[Region pointing data]
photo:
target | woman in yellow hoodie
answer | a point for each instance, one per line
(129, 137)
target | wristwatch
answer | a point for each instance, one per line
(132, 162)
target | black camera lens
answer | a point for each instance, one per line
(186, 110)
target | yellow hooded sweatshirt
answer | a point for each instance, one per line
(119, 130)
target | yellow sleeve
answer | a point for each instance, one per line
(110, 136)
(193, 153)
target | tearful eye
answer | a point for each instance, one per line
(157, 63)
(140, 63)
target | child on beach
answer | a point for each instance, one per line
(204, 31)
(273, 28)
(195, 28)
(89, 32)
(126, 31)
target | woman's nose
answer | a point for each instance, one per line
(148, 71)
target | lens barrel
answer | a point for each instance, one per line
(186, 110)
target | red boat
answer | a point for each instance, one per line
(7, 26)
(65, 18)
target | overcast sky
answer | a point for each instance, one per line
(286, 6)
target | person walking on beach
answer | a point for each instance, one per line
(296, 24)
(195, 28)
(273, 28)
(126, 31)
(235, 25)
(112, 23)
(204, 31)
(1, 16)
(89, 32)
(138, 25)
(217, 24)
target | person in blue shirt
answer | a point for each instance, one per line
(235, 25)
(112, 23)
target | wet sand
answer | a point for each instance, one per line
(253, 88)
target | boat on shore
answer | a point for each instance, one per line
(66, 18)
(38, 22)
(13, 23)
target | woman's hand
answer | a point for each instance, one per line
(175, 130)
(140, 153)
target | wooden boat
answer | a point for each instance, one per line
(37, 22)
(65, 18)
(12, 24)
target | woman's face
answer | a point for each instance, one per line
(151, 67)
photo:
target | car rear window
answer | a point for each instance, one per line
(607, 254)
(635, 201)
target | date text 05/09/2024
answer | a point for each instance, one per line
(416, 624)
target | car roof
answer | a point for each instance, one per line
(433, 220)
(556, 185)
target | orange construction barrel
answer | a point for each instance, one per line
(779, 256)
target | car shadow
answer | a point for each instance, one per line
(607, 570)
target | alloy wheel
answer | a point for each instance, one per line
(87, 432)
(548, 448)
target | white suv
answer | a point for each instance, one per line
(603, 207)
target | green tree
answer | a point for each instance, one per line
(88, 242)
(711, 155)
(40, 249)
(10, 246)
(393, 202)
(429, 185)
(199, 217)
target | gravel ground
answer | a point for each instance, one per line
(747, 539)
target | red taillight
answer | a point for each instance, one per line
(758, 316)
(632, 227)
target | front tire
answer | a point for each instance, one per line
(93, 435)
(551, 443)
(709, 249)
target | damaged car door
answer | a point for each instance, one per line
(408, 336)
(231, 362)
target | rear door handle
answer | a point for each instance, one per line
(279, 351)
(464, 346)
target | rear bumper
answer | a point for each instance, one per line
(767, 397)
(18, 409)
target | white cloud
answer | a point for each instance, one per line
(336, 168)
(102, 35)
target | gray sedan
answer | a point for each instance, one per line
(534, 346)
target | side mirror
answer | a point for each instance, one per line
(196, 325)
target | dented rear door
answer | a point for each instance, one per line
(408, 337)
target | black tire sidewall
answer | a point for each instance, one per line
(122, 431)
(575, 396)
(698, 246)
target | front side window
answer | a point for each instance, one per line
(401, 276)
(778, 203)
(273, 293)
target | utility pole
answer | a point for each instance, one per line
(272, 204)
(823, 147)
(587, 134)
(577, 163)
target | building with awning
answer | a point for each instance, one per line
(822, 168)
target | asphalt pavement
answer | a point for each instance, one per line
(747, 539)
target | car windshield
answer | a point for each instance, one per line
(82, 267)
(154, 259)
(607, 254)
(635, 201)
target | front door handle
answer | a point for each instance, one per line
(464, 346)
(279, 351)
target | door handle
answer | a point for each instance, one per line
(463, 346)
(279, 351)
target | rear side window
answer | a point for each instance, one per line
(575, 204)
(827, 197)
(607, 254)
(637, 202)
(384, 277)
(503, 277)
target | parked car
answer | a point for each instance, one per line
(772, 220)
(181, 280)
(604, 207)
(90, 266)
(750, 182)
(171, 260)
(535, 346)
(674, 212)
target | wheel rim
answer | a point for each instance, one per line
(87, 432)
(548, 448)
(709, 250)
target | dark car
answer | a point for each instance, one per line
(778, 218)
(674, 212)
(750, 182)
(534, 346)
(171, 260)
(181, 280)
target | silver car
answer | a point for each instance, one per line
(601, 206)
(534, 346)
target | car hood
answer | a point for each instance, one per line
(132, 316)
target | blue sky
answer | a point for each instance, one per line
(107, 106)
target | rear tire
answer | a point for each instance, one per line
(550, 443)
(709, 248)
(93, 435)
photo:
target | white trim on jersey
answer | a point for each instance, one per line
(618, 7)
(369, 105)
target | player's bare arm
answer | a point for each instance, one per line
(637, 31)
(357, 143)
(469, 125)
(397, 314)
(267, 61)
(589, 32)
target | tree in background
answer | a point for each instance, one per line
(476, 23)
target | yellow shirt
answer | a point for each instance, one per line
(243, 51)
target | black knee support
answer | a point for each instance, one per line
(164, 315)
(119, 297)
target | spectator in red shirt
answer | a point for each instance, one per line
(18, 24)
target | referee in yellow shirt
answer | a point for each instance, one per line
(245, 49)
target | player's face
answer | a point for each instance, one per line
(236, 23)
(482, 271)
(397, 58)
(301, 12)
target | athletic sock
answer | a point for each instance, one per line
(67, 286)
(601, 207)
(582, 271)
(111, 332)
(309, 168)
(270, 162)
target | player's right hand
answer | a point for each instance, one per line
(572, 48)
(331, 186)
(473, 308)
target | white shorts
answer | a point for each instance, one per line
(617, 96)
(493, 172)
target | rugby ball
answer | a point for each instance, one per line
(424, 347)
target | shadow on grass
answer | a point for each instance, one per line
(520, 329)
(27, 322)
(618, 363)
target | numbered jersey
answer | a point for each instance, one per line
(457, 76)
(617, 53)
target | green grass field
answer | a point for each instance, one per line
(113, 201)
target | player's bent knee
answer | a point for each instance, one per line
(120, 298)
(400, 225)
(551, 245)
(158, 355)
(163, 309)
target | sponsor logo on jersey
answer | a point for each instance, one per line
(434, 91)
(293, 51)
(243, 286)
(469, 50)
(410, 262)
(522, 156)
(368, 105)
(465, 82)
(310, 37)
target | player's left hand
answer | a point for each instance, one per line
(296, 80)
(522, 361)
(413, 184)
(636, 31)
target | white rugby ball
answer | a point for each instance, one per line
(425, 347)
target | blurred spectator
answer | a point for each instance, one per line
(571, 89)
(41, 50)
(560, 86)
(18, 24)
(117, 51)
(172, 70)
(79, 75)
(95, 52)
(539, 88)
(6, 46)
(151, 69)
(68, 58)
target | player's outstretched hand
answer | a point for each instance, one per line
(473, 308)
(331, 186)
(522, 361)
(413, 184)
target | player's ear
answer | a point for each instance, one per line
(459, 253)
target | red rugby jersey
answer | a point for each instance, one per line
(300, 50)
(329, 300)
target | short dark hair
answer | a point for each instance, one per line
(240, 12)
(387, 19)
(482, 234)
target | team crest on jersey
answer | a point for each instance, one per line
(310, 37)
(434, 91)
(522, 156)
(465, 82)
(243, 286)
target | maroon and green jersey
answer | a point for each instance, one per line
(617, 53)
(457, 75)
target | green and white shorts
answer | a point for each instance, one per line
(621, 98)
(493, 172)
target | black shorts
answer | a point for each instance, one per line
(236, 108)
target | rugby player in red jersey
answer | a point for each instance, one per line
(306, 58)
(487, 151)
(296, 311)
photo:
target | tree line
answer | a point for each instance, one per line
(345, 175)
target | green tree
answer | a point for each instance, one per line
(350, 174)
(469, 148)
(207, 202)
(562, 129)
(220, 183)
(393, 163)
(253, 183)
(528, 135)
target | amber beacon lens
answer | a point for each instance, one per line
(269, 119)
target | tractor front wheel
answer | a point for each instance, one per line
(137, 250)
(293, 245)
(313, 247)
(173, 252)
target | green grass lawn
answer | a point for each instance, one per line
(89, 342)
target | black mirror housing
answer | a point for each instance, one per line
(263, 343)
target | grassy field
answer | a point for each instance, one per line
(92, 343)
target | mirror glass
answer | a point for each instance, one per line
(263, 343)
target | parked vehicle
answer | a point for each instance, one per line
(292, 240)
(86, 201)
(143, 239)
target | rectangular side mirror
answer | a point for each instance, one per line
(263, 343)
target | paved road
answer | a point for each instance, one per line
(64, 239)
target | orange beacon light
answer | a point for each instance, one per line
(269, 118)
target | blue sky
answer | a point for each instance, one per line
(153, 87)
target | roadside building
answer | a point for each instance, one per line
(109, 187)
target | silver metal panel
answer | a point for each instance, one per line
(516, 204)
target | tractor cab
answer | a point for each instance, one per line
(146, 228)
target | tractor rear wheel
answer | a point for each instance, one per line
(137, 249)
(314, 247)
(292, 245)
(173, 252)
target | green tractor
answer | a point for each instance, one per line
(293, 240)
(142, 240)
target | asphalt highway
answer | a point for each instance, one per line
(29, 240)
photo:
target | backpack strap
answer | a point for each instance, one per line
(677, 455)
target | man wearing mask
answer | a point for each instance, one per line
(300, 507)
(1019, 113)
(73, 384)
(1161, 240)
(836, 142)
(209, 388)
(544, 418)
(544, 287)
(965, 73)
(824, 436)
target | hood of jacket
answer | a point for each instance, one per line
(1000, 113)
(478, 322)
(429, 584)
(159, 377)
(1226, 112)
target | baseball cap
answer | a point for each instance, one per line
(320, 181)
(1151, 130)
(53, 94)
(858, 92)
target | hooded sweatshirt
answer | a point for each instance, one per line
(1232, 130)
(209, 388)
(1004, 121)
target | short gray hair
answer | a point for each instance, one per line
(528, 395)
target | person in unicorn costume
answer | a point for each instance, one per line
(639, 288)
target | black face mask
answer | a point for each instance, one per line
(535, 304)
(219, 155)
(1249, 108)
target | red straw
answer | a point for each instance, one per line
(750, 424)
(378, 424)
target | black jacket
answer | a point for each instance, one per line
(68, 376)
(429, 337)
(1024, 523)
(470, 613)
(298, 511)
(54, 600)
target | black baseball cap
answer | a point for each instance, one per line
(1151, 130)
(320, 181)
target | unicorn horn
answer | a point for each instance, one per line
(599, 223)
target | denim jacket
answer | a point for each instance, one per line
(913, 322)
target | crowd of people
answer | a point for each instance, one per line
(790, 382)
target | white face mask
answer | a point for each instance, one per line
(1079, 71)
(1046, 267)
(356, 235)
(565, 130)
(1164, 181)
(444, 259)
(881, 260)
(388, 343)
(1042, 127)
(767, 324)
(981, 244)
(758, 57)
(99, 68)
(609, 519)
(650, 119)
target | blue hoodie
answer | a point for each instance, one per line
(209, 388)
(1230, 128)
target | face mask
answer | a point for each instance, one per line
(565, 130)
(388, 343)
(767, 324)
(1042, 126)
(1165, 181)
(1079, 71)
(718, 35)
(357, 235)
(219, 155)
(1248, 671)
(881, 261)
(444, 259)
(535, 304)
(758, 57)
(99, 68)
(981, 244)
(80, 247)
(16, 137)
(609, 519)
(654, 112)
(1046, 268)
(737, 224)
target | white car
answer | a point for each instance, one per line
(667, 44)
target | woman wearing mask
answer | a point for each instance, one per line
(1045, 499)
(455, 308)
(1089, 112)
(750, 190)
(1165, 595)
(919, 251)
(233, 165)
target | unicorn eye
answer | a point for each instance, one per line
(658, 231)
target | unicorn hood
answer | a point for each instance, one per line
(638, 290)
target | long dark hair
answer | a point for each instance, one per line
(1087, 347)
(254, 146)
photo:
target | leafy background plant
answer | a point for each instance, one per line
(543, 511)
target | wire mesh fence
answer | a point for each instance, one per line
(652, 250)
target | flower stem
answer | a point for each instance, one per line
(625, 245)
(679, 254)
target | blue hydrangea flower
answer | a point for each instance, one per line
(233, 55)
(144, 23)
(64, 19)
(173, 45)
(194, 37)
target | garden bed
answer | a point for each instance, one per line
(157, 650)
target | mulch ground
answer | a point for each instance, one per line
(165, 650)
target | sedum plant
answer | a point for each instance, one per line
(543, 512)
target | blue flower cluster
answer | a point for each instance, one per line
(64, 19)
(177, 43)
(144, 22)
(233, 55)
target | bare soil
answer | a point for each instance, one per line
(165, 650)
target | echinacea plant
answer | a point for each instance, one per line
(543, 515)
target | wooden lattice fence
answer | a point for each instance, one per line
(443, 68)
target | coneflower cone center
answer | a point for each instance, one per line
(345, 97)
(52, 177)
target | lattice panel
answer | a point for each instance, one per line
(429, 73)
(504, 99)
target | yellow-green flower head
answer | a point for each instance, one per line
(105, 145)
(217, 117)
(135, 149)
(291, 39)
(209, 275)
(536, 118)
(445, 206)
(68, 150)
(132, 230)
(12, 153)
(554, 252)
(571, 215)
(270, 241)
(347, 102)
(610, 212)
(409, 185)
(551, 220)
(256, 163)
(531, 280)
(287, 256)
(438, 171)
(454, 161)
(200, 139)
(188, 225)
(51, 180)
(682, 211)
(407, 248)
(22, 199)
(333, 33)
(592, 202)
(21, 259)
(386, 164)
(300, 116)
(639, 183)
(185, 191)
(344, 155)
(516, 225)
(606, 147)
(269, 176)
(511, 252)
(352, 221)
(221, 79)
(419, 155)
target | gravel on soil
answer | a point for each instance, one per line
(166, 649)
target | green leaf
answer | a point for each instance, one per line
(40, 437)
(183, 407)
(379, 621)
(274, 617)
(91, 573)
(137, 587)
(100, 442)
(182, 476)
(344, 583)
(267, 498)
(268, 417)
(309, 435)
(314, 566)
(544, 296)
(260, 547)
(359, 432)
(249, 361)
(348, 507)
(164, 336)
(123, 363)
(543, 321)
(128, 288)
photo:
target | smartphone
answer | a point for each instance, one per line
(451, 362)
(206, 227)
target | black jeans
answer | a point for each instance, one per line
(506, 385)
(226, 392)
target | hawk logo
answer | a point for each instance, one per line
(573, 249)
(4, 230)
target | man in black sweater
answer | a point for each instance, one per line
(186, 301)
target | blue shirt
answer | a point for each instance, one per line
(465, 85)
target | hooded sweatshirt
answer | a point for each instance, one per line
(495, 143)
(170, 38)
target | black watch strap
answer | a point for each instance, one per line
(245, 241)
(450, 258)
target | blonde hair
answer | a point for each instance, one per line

- _Prompt_
Above are the records. Print exactly, and only, the lines from the line with "target | wristwatch" to the line with "target | alloy wheel", both inclusive.

- _Finished task_
target | wristwatch
answer | a point for each instance, one per line
(132, 162)
target | black camera lens
answer | a point for each instance, one per line
(186, 110)
target | yellow hooded sweatshirt
answer | a point for each instance, one per line
(119, 130)
target | yellow sleeve
answer | a point for each instance, one per line
(110, 136)
(193, 153)
target | tearful eye
answer | a point for each instance, one per line
(157, 63)
(140, 63)
target | child on beach
answer | a point for each instance, one per line
(204, 31)
(273, 28)
(195, 28)
(89, 32)
(126, 31)
target | woman's nose
answer | a point for each instance, one per line
(148, 71)
target | lens barrel
answer | a point for each instance, one per line
(186, 110)
target | red boat
answer | a point for each instance, one per line
(7, 26)
(65, 18)
target | overcast sky
answer | a point for each instance, one per line
(286, 6)
target | person walking on beach
answer | a point for each instance, one per line
(296, 24)
(195, 28)
(273, 28)
(126, 31)
(235, 25)
(112, 23)
(204, 31)
(1, 16)
(89, 32)
(138, 25)
(217, 24)
target | person in blue shirt
answer | a point for each instance, one per line
(235, 25)
(112, 23)
target | wet sand
answer | a point for each instance, one per line
(253, 88)
target | boat on shore
answer | a point for each instance, one per line
(66, 18)
(38, 22)
(13, 23)
target | woman's hand
answer | a point for each instance, one per line
(175, 130)
(140, 153)
target | wooden boat
answer | a point for each instance, one per line
(37, 22)
(65, 18)
(12, 24)
target | woman's face
answer | a point for each instance, one per line
(151, 67)
photo:
target | car rear window
answer | a point for each instance, one per line
(607, 254)
(635, 201)
target | date text 05/09/2024
answer | a point for each instance, one per line
(416, 624)
target | car roof
answer | a point for each instance, one per line
(433, 220)
(556, 185)
target | orange construction barrel
answer | a point for each instance, one per line
(779, 256)
target | car shadow
answer | a point for each instance, one per line
(607, 570)
target | alloy wheel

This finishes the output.